WHAT YOU WILL DO:
a - From the article on genocide below, output verbatim the part that opens with the words containing "Section II: Genocide" and closes with "to another group.".
b - In the article on genocide below, who created the term "genocide"?

TEXT PASSAGE:
▼▼▼

The Concept of Genocide.

kyu AS1
Discussions & Debates
3 min readJan 5, 2023

During World War II, the lawyer Raphael Lemkin created the term “genocide” to refer to the intentional elimination of national groups based on their collective identity. Lemkin’s objective was to use this phrase to bring about a framework of international law with which to prevent and punish what the British Prime Minister Winston Churchill had termed as “a crime without a name”. Lemkin was extremely successful in this regard: by 1948, the nascent United Nations had been convinced to draft the UN Convention on Genocide.

Raphael Lemkin

Article II of the 1948 Convention on the Prevention and Punishment of Genocide contains the international legal definition of genocide.

Section II: Genocide is defined in the current Convention as any of the following actions done with the goal to eliminate, in whole or in part, a national, ethnic, racial, or religious group:

(a) Killing members of the group;

(b) Causing serious bodily or mental harm to members of the group;

(c) Deliberately inflicting on the group conditions of life calculated to bring about its physical destruction in whole or in part;

(d) Imposing measures intended to prevent births within the group;

(e) Forcibly transferring children of the group to another group.

While it should be emphasized that this is still the only legal definition of genocide, it should also be mentioned that many experts disagree with it, citing the list of probable victim groups as too small or the necessity to prove intent as too demanding. Below is a list of experts disagreeing with it.

Peter Drost (1959)

Genocide is the deliberate destruction of physical life of individual human beings by reason of their membership of any human collectivity as such.

Isidor Wallimann and Michael N. Dobkowski (1987)

Genocide is the deliberate, organized destruction, in whole or in large part, of racial or ethnic groups by a government or its agents. It can involve not only mass murder, but also forced deportation (ethnic cleansing), systematic rape, and economic and biological subjugation.

Henry Huttenbach (1988)

Genocide is any act that puts the very existence of a group in jeopardy.

▲▲▲

[Dataset entries]
▼▼▼

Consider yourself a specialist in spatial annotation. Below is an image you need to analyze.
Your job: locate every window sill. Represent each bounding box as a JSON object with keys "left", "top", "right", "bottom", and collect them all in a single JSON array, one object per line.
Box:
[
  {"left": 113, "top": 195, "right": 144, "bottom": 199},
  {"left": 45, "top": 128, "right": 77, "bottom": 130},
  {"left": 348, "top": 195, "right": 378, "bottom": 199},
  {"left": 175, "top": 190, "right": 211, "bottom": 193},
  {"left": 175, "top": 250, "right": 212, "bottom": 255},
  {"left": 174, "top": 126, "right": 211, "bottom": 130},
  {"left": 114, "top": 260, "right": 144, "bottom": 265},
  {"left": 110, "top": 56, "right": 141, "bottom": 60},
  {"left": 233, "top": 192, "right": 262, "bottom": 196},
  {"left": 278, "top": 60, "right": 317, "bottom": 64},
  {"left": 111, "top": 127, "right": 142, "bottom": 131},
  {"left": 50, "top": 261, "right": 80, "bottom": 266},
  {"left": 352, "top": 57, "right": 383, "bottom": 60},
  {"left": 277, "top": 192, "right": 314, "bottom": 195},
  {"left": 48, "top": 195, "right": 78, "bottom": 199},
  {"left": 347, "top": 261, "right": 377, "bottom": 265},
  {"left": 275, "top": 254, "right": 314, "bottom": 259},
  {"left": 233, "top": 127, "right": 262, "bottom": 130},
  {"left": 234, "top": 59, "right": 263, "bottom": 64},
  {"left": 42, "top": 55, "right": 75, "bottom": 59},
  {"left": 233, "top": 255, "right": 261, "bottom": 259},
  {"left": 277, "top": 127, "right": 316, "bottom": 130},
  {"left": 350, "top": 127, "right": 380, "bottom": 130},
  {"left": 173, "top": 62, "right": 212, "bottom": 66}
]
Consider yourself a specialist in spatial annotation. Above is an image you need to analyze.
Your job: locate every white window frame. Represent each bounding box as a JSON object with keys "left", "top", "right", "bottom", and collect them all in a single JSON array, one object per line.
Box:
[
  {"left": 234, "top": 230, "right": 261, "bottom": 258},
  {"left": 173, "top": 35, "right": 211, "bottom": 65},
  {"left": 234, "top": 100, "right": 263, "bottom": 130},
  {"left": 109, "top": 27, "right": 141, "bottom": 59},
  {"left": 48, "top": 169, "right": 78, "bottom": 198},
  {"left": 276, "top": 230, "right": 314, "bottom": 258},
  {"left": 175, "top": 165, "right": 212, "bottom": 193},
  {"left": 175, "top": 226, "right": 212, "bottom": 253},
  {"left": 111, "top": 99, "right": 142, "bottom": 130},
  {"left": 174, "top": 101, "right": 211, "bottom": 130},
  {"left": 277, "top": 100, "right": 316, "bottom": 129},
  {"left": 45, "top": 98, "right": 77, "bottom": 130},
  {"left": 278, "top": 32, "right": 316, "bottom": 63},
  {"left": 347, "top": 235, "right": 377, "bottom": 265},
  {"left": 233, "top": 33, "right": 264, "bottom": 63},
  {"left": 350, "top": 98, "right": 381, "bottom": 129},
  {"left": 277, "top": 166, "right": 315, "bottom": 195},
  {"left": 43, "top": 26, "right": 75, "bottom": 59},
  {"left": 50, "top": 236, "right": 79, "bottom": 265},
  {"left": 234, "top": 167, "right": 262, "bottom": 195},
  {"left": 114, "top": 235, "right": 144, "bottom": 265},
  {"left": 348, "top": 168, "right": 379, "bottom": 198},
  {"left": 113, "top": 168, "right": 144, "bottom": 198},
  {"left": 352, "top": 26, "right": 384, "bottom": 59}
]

▲▲▲

SOLUTIONS TO THE PROBLEMS:
a -
Section II: Genocide is defined in the current Convention as any of the following actions done with the goal to eliminate, in whole or in part, a national, ethnic, racial, or religious group:

(a) Killing members of the group;

(b) Causing serious bodily or mental harm to members of the group;

(c) Deliberately inflicting on the group conditions of life calculated to bring about its physical destruction in whole or in part;

(d) Imposing measures intended to prevent births within the group;

(e) Forcibly transferring children of the group to another group.

b - The lawyer Raphael Lemkin created it during World War II.